Gillard gets down the business
"Game on." With her first two words in the parliamentary chamber, the new Australian Prime Minister Julia Gillard delivered a telling insight into her style of politics. She uttered them to the opposition leader, Tony Abbott, as he reached out a congratulatory hand when she made her entrance.
Although trained as a lawyer, Julia Gillard has long been a professional politician, and a proudly political animal. Just 48 hours before she made her move on Kevin Rudd, the ABC's popular show Australian Story reworked its 2006 profile of the then deputy Labor leader and broadcast it again in primetime. It presented her as self-deprecatory, charming, family-loving and genuinely funny. But she also came across also intensely, myopically and ruthlessly political. As she spoke of her entry into electoral politics, one particular quote leapt out from the television. "I had to fight hard to get preselected," she said. "I had to play a factional game to do that, I had to count numbers, I had to make deals and I'd do all of that again tomorrow if I needed to." Two days later, in a new factional game, she had the numbers once more, this time to oust the prime minister.
----
- [Tasks to complete]:
[a] In the article on Julia Gillard, list each thing that Gillard, in her quoted remark on entering electoral politics, says she "had to" do.
[b] Continue the article on Julia Gillard from the point where it stops.

- [Data segment]:
----
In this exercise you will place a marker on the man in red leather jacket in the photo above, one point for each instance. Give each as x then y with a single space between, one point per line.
----
- [Responses by item number]:
[a]
- Fight hard to get preselected
- Play a factional game
- Count numbers
- Make deals

[b]
One of the ironies of the elevation of Australia's first female prime minister is the behind-the-scenes role played by macho, political chieftains - the powerful factional leaders who dominate the Labor party and who work in rooms that are not only full of smoke but choked with testosterone. You can read more about that and I would love you to weigh in. Along with Gillard, male powerbrokers were the central players in last week's political game. They had lined up so many votes behind her that she did not even have to make a phone call.
"The polls have already suggested a Gillard bounce, and that the government has restored a commanding leading over the Liberal-led opposition. There's no sign yet of a backlash from voters who have taken pity on Kevin Rudd, and who did not feel that he truly got a "fair shake of the sauce bottle," as he himself might have put it.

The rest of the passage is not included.